## PROBLEM DETAILS
The line containing "Could you point to the white cloud" and every line after it, through the last, are to be extracted exactly; no other lines belong in the answer.
## Start SUPPLIED MATERIAL
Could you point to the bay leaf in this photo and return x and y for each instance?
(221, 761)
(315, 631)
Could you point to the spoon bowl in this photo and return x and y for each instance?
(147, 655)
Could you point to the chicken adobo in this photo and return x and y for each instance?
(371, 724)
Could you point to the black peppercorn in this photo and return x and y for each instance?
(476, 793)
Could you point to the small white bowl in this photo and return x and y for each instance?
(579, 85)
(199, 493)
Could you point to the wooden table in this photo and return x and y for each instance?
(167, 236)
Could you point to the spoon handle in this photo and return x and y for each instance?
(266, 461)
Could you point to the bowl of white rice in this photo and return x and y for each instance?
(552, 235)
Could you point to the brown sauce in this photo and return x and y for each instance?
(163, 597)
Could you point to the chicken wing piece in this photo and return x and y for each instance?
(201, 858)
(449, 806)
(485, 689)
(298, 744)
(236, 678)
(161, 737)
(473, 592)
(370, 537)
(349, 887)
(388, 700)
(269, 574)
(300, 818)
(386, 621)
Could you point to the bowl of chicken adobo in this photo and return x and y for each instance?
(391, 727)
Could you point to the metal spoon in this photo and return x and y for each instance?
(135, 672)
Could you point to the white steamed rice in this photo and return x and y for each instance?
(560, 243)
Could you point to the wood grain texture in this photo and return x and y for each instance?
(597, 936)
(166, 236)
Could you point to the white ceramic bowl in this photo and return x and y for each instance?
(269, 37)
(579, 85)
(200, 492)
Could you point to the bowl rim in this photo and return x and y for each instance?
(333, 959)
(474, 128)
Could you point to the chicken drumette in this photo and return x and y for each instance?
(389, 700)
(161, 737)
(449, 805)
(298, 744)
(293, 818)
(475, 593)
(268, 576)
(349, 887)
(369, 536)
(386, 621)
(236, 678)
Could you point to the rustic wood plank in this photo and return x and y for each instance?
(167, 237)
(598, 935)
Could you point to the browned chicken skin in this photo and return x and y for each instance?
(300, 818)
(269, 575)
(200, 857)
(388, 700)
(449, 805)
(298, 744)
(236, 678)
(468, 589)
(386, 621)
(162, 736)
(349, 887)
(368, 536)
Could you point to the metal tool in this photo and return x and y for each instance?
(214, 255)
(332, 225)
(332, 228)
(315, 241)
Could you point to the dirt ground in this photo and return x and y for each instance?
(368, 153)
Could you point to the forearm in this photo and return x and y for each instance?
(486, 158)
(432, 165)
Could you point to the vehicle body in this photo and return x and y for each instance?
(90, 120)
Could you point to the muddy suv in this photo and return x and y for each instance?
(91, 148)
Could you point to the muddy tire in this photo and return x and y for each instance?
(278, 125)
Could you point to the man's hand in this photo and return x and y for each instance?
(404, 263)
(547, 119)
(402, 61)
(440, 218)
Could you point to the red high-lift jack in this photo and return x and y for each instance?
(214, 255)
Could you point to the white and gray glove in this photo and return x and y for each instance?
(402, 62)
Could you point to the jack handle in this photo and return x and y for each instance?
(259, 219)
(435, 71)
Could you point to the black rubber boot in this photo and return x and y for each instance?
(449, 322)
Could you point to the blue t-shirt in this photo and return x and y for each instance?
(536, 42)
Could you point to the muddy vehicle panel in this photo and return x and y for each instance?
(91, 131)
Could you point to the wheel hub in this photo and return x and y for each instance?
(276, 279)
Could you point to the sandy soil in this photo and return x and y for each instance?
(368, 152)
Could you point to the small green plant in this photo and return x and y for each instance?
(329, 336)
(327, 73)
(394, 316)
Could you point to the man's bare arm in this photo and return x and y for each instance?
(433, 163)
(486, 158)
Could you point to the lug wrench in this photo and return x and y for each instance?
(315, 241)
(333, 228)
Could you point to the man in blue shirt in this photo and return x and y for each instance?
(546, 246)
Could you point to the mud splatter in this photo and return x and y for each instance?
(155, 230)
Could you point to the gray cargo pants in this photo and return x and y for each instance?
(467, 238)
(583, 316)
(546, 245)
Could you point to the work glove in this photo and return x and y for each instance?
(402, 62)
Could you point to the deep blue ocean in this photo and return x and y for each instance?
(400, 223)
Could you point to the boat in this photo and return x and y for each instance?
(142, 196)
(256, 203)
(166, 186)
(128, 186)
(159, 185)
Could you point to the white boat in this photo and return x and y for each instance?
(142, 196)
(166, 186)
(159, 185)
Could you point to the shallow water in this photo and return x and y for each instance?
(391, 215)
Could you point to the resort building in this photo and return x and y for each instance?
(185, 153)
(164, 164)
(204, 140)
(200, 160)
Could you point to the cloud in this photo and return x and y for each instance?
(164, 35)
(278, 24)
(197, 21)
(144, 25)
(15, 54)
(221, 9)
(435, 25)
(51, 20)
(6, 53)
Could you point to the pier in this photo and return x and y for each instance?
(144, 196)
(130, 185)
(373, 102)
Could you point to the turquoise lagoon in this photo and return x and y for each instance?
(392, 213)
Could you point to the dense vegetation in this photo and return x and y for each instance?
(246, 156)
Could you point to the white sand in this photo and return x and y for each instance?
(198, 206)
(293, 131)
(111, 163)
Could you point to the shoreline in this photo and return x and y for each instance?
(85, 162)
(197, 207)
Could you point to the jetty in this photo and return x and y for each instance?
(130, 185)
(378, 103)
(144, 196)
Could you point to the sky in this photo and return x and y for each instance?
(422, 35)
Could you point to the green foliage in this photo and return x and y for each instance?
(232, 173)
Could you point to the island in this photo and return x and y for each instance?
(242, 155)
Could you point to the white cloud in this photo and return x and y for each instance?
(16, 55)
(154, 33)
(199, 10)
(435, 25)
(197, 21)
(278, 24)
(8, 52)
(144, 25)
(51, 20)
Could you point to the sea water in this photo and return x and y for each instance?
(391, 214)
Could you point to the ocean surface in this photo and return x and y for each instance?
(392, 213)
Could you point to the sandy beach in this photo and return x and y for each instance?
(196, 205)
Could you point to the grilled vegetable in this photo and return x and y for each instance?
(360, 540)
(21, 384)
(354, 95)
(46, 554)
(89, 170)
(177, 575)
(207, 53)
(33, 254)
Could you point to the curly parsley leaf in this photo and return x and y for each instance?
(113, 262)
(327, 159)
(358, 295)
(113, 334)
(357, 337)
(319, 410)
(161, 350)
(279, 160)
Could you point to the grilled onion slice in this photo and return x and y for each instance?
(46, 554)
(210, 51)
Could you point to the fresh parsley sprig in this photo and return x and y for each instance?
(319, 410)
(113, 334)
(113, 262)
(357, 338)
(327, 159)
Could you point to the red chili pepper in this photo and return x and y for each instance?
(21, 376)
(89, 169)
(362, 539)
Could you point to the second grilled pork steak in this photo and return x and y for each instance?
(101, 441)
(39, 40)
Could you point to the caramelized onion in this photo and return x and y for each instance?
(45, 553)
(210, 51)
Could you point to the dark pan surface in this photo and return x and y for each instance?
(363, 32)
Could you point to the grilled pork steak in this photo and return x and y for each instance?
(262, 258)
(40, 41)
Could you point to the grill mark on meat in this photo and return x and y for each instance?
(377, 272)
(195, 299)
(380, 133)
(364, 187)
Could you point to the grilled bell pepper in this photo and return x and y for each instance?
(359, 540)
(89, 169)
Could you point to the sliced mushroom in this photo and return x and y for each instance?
## End SUPPLIED MATERIAL
## THE COMPLETED TASK
Could you point to the white cloud in this photo and return x and y for each instance?
(16, 55)
(154, 33)
(199, 10)
(435, 25)
(197, 21)
(278, 24)
(8, 52)
(144, 25)
(51, 20)
Could you point to the sea water in this photo and return x and y for each instance?
(391, 214)
Could you point to the ocean surface in this photo and return x and y for each instance?
(392, 213)
Could you point to the sandy beach in this photo and return x and y for each instance?
(196, 205)
Could you point to the grilled vegetable in this photo and return x and y for each instance?
(360, 540)
(21, 384)
(354, 95)
(46, 554)
(89, 170)
(177, 575)
(207, 53)
(33, 254)
Could you point to the curly parsley leaf in this photo and return x and y for each instance?
(113, 262)
(327, 159)
(358, 295)
(113, 334)
(357, 337)
(319, 410)
(161, 350)
(279, 160)
Could you point to the grilled onion slice in this photo and return x and y for each instance?
(46, 554)
(210, 51)
Could you point to the fresh parsley sprig in this photo and return x and y for each instance?
(319, 410)
(113, 334)
(113, 262)
(357, 338)
(327, 159)
Could you point to the red chili pepper in this photo and return x and y for each instance?
(21, 376)
(89, 169)
(362, 539)
Could you point to the second grilled pork steak in this photo and return x and y for each instance?
(101, 441)
(39, 40)
Could you point to the caramelized onion in this photo and return x and y for each instance?
(45, 553)
(210, 51)
Could you point to the dark pan surface in this photo and return x and y for each instance?
(363, 32)
Could you point to the grilled pork steak in this photo and return x and y for each instance?
(262, 258)
(40, 41)
Could you point to the grill mark on meat in this photo and return x and y for each instance?
(377, 272)
(195, 299)
(380, 133)
(364, 187)
Could you point to the grilled bell pepper in this photo and return x and y for each instance?
(359, 540)
(89, 169)
Could you point to the sliced mushroom in this photo and return x and y for each instance?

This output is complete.